## [SET EXERCISE]
Copy the records below word for word, starting at the line containing "Look at the following screenshot and locate the green" and ending at the line containing "[332,307,345,315]", with both of those lines included.

## [GIVEN DATA]
——————

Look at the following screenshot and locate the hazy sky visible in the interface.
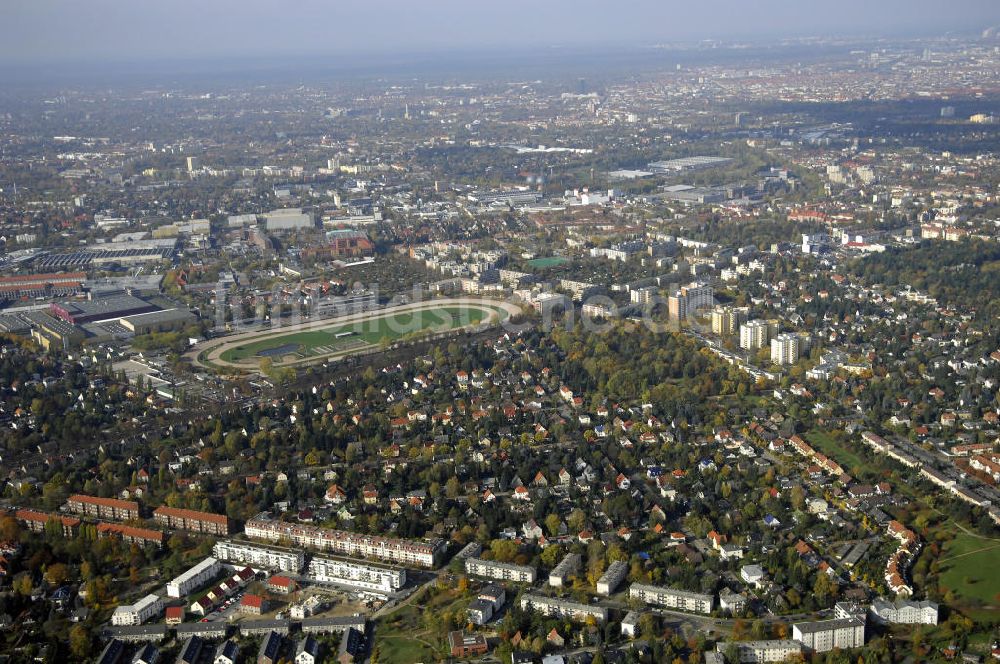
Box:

——————

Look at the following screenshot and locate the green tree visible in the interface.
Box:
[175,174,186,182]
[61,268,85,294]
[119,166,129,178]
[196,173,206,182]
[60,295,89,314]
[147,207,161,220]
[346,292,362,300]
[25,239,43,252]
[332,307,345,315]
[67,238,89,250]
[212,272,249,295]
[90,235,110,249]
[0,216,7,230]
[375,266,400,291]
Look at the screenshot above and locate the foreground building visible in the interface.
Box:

——————

## [CORRECT RESULT]
Look at the following screenshot and locate the green tree visible in the interface.
Box:
[175,174,186,182]
[61,268,85,294]
[119,166,129,178]
[196,173,206,182]
[60,295,89,314]
[147,207,161,220]
[346,292,362,300]
[25,239,43,252]
[332,307,345,315]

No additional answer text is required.